## [Instructions to follow]
Your answer must be an exact copy of the data below.
Top of Data under study
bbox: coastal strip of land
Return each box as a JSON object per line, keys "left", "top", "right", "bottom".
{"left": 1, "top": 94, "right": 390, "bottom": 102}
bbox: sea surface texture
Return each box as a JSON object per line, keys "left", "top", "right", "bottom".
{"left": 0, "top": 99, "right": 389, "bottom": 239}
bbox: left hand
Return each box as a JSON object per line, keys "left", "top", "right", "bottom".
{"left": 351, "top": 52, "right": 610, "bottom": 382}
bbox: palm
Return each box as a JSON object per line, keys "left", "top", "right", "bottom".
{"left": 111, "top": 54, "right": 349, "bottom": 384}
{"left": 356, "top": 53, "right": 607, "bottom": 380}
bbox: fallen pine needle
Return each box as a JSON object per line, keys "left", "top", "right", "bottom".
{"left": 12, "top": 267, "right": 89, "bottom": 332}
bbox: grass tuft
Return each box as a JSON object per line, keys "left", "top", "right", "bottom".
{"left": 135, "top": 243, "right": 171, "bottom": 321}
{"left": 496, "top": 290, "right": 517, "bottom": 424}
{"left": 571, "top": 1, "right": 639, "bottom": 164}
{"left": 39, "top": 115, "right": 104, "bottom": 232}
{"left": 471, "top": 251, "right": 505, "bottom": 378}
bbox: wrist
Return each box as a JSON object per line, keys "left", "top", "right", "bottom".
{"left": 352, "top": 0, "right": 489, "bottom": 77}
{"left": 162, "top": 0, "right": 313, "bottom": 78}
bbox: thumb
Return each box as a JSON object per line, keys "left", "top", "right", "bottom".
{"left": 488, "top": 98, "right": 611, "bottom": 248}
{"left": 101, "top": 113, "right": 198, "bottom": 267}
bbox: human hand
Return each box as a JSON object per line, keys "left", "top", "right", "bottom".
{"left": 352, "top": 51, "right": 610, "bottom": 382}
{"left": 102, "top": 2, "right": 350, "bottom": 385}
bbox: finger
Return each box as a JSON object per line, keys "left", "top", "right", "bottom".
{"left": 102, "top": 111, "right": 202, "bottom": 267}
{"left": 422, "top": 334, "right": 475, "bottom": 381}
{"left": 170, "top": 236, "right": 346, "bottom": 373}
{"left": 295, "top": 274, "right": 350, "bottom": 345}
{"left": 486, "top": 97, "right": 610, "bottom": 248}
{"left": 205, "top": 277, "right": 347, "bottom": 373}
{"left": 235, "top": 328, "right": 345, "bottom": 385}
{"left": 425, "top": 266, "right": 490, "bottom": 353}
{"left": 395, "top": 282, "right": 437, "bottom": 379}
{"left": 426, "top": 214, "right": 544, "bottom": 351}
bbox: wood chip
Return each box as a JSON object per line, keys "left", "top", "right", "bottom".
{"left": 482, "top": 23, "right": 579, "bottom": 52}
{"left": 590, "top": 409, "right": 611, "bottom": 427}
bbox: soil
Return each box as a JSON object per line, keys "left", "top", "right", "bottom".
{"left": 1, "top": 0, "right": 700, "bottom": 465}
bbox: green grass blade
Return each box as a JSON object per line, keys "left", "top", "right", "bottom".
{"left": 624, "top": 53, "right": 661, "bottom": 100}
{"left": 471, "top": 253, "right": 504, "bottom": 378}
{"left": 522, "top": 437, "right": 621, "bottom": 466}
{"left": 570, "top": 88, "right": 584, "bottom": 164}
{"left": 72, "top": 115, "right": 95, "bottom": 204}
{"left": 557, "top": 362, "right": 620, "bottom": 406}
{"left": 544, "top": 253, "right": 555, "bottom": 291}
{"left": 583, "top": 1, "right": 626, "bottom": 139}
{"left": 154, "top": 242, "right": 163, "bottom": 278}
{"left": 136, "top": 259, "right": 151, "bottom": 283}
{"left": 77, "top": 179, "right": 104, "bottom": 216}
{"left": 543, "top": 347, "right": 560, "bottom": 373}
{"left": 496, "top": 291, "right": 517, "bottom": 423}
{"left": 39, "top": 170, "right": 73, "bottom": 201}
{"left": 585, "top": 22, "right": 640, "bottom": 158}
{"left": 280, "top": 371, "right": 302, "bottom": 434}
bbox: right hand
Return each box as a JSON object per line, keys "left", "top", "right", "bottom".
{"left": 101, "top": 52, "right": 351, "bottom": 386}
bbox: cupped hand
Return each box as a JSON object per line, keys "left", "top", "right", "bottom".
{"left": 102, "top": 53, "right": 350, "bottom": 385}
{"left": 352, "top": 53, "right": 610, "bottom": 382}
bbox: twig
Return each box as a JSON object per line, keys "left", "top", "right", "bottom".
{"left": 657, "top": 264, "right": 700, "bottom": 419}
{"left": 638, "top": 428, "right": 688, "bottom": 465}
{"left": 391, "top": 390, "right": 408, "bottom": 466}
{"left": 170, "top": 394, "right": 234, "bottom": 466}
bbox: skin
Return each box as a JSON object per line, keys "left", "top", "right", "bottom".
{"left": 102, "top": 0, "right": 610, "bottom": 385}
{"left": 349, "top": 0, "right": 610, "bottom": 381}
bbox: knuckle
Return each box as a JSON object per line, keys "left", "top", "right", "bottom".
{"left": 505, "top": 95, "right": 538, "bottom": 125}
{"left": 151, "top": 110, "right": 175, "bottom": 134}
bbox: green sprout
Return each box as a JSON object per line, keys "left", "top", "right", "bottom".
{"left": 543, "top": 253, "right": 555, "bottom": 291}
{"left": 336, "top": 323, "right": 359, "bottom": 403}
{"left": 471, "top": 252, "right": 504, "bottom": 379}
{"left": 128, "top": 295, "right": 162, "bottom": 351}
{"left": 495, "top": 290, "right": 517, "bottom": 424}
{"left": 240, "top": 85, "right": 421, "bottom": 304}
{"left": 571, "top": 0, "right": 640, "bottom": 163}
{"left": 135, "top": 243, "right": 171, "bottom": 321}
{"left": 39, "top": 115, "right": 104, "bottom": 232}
Bottom of Data under study
## [Solution to the exercise]
bbox: coastal strip of land
Return each box as a JSON object per line, keys "left", "top", "right", "bottom".
{"left": 1, "top": 94, "right": 390, "bottom": 102}
bbox: sea surface texture
Return each box as a JSON object per line, keys "left", "top", "right", "bottom".
{"left": 0, "top": 99, "right": 389, "bottom": 239}
bbox: left hand
Return each box as a JSON object per line, keys "left", "top", "right", "bottom".
{"left": 351, "top": 52, "right": 610, "bottom": 382}
bbox: palm
Return each box as a JSON object per line, keys "left", "top", "right", "bottom".
{"left": 111, "top": 54, "right": 349, "bottom": 384}
{"left": 356, "top": 53, "right": 607, "bottom": 380}
bbox: fallen pine needle
Return each box as a JSON object per line, keys "left", "top", "right", "bottom".
{"left": 12, "top": 267, "right": 89, "bottom": 332}
bbox: grass tuft
Return each box as a JSON object per line, keys "left", "top", "right", "bottom".
{"left": 135, "top": 243, "right": 171, "bottom": 321}
{"left": 496, "top": 290, "right": 517, "bottom": 424}
{"left": 571, "top": 1, "right": 639, "bottom": 164}
{"left": 39, "top": 115, "right": 104, "bottom": 232}
{"left": 471, "top": 251, "right": 505, "bottom": 378}
bbox: wrist
Return each box as a JSON object per line, keys "left", "top", "right", "bottom".
{"left": 352, "top": 0, "right": 489, "bottom": 77}
{"left": 162, "top": 0, "right": 313, "bottom": 78}
bbox: thumb
Return each box as a JSON object per line, keys "left", "top", "right", "bottom".
{"left": 488, "top": 98, "right": 611, "bottom": 248}
{"left": 101, "top": 113, "right": 198, "bottom": 267}
bbox: human hand
Return each box as a JSON object per line, keys "left", "top", "right", "bottom".
{"left": 352, "top": 51, "right": 610, "bottom": 382}
{"left": 102, "top": 2, "right": 350, "bottom": 385}
bbox: finger
Return each box as a JSON object per line, keys "left", "top", "right", "bottom".
{"left": 102, "top": 111, "right": 202, "bottom": 267}
{"left": 422, "top": 334, "right": 475, "bottom": 381}
{"left": 170, "top": 236, "right": 346, "bottom": 373}
{"left": 295, "top": 274, "right": 350, "bottom": 345}
{"left": 486, "top": 97, "right": 610, "bottom": 248}
{"left": 205, "top": 277, "right": 347, "bottom": 373}
{"left": 235, "top": 328, "right": 345, "bottom": 385}
{"left": 425, "top": 266, "right": 490, "bottom": 353}
{"left": 395, "top": 282, "right": 437, "bottom": 379}
{"left": 426, "top": 214, "right": 544, "bottom": 351}
bbox: wood chip
Return each box as a JSON object per line, keys "left", "top", "right", "bottom".
{"left": 482, "top": 23, "right": 579, "bottom": 52}
{"left": 590, "top": 409, "right": 611, "bottom": 427}
bbox: soil
Return each box as a JSON object per line, keys "left", "top", "right", "bottom".
{"left": 1, "top": 0, "right": 700, "bottom": 465}
bbox: green grass blade
Return each box as a JSON object per line, keys "left", "top", "right", "bottom".
{"left": 624, "top": 53, "right": 661, "bottom": 100}
{"left": 471, "top": 253, "right": 504, "bottom": 378}
{"left": 522, "top": 437, "right": 621, "bottom": 466}
{"left": 570, "top": 88, "right": 584, "bottom": 164}
{"left": 72, "top": 115, "right": 95, "bottom": 204}
{"left": 557, "top": 362, "right": 620, "bottom": 406}
{"left": 544, "top": 253, "right": 555, "bottom": 291}
{"left": 583, "top": 1, "right": 626, "bottom": 139}
{"left": 154, "top": 242, "right": 163, "bottom": 278}
{"left": 136, "top": 259, "right": 151, "bottom": 283}
{"left": 77, "top": 179, "right": 104, "bottom": 216}
{"left": 543, "top": 347, "right": 560, "bottom": 373}
{"left": 496, "top": 291, "right": 517, "bottom": 423}
{"left": 39, "top": 170, "right": 73, "bottom": 201}
{"left": 585, "top": 22, "right": 640, "bottom": 158}
{"left": 280, "top": 371, "right": 302, "bottom": 434}
bbox: right hand
Return each box as a JSON object per line, keys "left", "top", "right", "bottom".
{"left": 101, "top": 52, "right": 351, "bottom": 386}
bbox: cupped hand
Return each box as a JSON object per line, keys "left", "top", "right", "bottom".
{"left": 102, "top": 53, "right": 350, "bottom": 385}
{"left": 352, "top": 53, "right": 610, "bottom": 382}
bbox: twig
Return each box as a JSON object per line, keys "left", "top", "right", "bottom".
{"left": 657, "top": 264, "right": 700, "bottom": 419}
{"left": 638, "top": 428, "right": 688, "bottom": 465}
{"left": 391, "top": 390, "right": 408, "bottom": 466}
{"left": 170, "top": 394, "right": 234, "bottom": 466}
bbox: skin
Return each box as a JSON object per line, keys "left", "top", "right", "bottom".
{"left": 102, "top": 0, "right": 610, "bottom": 385}
{"left": 349, "top": 0, "right": 610, "bottom": 381}
bbox: knuckle
Return each box as a JSON object per line, keys "left", "top", "right", "bottom".
{"left": 505, "top": 95, "right": 538, "bottom": 125}
{"left": 151, "top": 110, "right": 175, "bottom": 134}
bbox: green sprout
Return each box as a JSON object per line, keys "left", "top", "right", "bottom".
{"left": 543, "top": 253, "right": 555, "bottom": 291}
{"left": 336, "top": 323, "right": 359, "bottom": 403}
{"left": 471, "top": 252, "right": 504, "bottom": 379}
{"left": 128, "top": 295, "right": 162, "bottom": 351}
{"left": 495, "top": 290, "right": 517, "bottom": 424}
{"left": 240, "top": 85, "right": 421, "bottom": 304}
{"left": 571, "top": 0, "right": 640, "bottom": 163}
{"left": 135, "top": 243, "right": 171, "bottom": 321}
{"left": 39, "top": 115, "right": 104, "bottom": 232}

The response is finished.